• Task brief:
Given the material below, output exactly the lines from the line with "Query: bridge support column" to the line with "form [52, 42].", both ends included, and no other lines.

• Data:

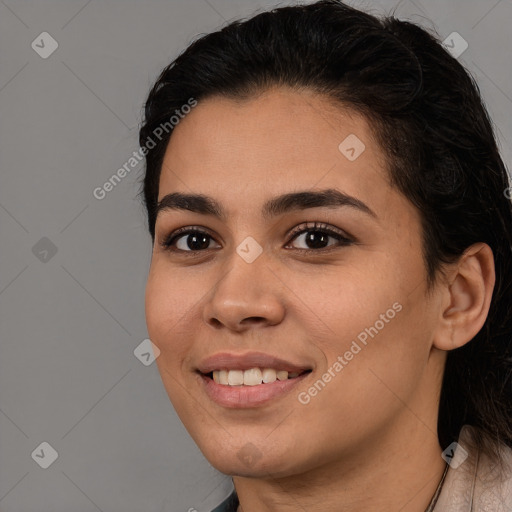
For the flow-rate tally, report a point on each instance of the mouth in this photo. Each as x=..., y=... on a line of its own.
x=248, y=380
x=251, y=376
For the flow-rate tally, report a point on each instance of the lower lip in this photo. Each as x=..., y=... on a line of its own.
x=238, y=397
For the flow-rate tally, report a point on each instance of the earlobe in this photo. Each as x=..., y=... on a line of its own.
x=467, y=298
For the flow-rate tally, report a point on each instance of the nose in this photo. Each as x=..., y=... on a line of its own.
x=248, y=295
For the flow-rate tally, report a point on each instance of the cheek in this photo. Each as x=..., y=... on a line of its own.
x=165, y=303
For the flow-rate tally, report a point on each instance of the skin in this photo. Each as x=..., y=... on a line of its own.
x=368, y=440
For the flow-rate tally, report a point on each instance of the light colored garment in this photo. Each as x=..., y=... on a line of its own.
x=477, y=484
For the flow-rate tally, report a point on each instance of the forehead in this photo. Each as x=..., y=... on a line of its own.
x=277, y=142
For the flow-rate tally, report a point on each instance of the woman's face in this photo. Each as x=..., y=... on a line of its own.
x=261, y=287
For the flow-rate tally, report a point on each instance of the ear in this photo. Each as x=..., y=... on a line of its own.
x=466, y=298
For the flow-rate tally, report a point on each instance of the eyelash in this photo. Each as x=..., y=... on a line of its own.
x=168, y=242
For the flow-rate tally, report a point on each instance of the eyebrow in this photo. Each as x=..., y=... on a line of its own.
x=205, y=205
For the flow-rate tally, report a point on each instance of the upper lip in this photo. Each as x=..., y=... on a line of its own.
x=233, y=361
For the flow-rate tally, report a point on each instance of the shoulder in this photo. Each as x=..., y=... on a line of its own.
x=475, y=481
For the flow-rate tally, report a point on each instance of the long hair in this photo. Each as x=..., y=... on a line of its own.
x=428, y=116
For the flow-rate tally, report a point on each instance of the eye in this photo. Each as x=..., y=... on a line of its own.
x=316, y=237
x=193, y=239
x=190, y=239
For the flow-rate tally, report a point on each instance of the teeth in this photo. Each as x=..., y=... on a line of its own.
x=251, y=377
x=235, y=377
x=223, y=377
x=269, y=375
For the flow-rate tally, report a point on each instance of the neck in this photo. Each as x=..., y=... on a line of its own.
x=400, y=470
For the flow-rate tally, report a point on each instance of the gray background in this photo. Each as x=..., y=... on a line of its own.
x=70, y=321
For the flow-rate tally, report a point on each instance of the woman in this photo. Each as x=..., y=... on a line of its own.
x=330, y=279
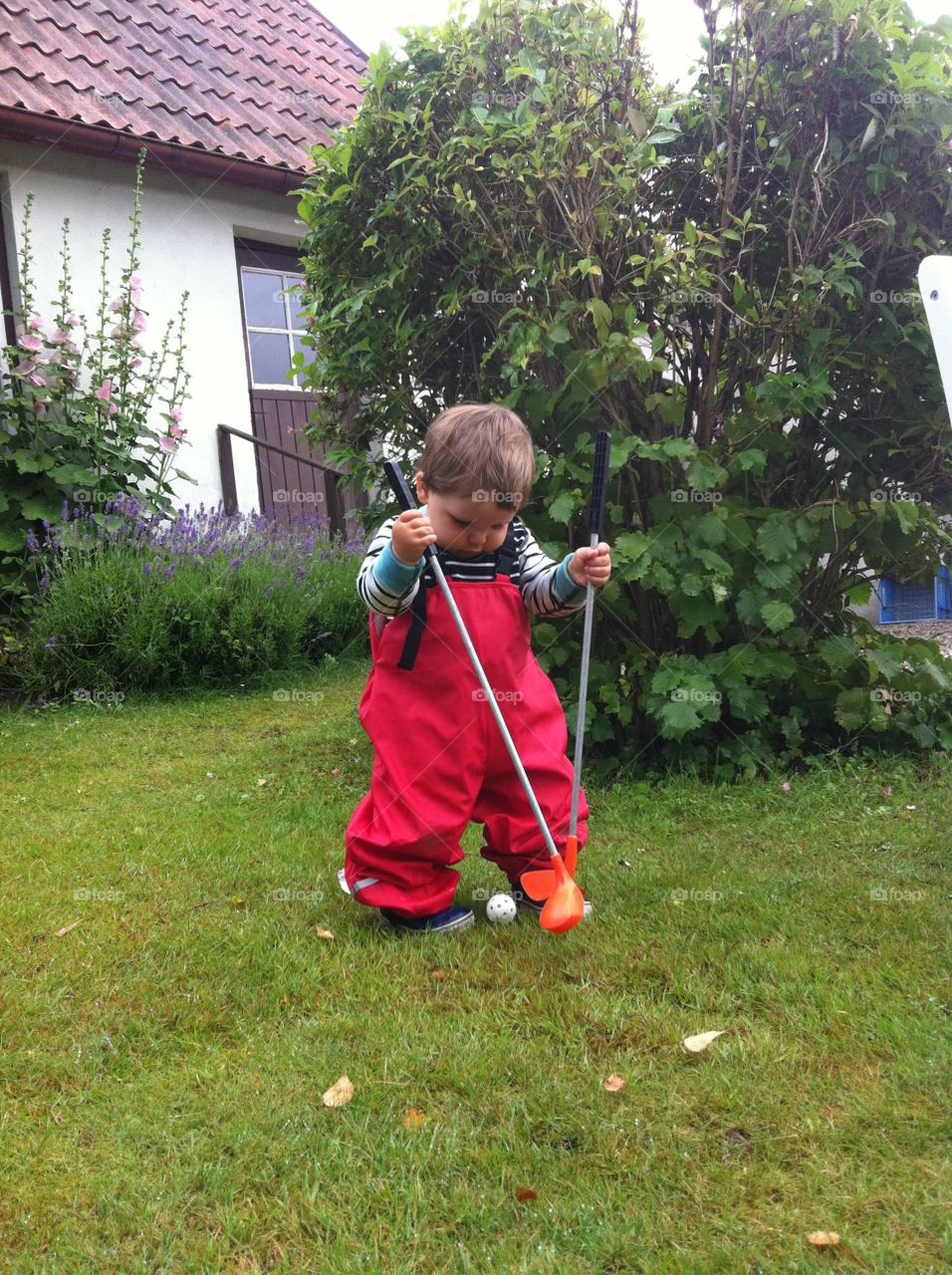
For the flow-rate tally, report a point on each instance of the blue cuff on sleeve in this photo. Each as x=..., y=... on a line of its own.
x=565, y=586
x=391, y=574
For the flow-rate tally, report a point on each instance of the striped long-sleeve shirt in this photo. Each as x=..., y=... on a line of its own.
x=387, y=587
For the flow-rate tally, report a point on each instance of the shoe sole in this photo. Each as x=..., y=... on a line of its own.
x=454, y=927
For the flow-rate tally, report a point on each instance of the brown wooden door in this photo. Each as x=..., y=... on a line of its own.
x=279, y=406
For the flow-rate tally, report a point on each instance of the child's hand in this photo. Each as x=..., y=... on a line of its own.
x=592, y=566
x=410, y=536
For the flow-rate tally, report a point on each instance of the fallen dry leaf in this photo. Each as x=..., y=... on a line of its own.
x=824, y=1238
x=340, y=1093
x=698, y=1043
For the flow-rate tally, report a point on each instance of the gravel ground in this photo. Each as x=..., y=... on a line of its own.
x=941, y=629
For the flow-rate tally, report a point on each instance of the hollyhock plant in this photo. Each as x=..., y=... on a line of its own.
x=87, y=396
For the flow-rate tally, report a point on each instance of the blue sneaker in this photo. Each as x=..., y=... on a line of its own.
x=449, y=920
x=531, y=906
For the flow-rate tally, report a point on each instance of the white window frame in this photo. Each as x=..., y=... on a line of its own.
x=276, y=332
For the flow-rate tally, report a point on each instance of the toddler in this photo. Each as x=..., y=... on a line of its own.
x=438, y=759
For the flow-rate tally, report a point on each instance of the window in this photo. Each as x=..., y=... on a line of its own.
x=274, y=326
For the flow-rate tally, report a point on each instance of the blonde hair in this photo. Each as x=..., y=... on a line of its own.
x=482, y=450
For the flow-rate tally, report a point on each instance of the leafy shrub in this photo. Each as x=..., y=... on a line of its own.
x=727, y=282
x=127, y=602
x=76, y=403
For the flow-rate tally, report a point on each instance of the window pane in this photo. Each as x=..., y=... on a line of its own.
x=297, y=319
x=270, y=361
x=264, y=304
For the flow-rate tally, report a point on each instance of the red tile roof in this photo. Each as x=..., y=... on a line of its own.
x=217, y=85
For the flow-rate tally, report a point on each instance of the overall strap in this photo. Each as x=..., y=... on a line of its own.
x=418, y=610
x=505, y=558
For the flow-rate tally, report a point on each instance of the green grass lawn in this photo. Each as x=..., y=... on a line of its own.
x=163, y=1062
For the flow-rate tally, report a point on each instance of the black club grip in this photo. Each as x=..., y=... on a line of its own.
x=397, y=482
x=599, y=482
x=404, y=496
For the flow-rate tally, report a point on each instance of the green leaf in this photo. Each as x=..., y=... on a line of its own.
x=777, y=538
x=563, y=508
x=31, y=462
x=678, y=717
x=777, y=616
x=852, y=708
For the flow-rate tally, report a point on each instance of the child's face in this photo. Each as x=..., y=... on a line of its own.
x=465, y=526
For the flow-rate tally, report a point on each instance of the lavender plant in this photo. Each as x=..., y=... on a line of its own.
x=137, y=602
x=76, y=403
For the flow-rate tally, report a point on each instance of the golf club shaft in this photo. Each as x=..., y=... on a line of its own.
x=406, y=501
x=599, y=486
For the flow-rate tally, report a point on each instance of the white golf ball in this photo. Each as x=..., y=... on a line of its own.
x=501, y=908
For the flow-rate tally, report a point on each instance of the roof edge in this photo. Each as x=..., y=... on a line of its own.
x=21, y=126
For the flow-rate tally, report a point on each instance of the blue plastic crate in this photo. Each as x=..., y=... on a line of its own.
x=907, y=602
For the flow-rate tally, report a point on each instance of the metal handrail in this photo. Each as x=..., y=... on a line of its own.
x=230, y=491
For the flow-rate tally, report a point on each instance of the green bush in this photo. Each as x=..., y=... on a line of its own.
x=727, y=282
x=127, y=604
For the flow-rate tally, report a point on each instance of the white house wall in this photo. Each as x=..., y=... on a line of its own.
x=187, y=235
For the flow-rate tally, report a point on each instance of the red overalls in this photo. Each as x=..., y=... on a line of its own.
x=438, y=757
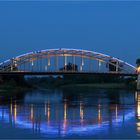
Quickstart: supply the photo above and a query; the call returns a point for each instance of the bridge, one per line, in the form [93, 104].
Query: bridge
[66, 61]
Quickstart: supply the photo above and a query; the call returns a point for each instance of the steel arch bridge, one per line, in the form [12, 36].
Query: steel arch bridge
[66, 60]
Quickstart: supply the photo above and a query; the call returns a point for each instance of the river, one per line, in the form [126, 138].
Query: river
[71, 113]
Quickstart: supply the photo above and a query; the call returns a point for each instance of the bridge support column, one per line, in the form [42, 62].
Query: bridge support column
[138, 82]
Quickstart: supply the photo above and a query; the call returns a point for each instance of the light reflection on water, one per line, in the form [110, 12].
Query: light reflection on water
[92, 114]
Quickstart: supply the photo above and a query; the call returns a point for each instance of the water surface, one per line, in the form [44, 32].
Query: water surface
[71, 113]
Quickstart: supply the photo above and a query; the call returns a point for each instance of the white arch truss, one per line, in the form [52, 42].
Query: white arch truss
[31, 56]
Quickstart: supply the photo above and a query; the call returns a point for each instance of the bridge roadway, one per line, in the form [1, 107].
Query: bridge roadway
[67, 73]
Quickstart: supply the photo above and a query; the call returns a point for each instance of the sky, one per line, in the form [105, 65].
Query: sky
[107, 27]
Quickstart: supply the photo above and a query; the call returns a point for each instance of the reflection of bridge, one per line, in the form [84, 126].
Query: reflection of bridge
[57, 60]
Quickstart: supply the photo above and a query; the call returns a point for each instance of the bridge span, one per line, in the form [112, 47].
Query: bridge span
[69, 73]
[67, 61]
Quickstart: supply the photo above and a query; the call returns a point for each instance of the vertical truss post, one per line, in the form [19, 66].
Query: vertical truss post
[73, 61]
[82, 62]
[49, 63]
[90, 65]
[56, 63]
[32, 64]
[65, 57]
[99, 65]
[117, 66]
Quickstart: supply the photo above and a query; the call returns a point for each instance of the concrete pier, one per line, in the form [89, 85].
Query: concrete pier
[138, 82]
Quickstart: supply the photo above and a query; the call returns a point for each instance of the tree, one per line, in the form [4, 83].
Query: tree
[138, 62]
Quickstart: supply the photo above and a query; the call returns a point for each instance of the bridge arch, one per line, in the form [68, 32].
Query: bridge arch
[13, 64]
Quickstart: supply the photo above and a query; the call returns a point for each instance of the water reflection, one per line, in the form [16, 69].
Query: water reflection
[94, 114]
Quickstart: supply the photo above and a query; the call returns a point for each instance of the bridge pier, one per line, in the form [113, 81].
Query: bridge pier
[138, 82]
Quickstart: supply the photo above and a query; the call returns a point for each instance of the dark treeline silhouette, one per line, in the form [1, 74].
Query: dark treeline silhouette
[69, 67]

• Result:
Query: bridge support column
[138, 82]
Quickstart: supply the photo above and a query; the call returns a point for each instance of the light reflection on water, one per line, in the form [110, 12].
Query: light reflection on water
[92, 114]
Quickstart: supply the photo above and a query; the call returns a point for each instance of the water surface, one per line, in the form [44, 32].
Query: water surface
[71, 113]
Quickstart: supply the photo above and a query; the call returns a point for each instance of the white arch truss, one per line, in the form [52, 42].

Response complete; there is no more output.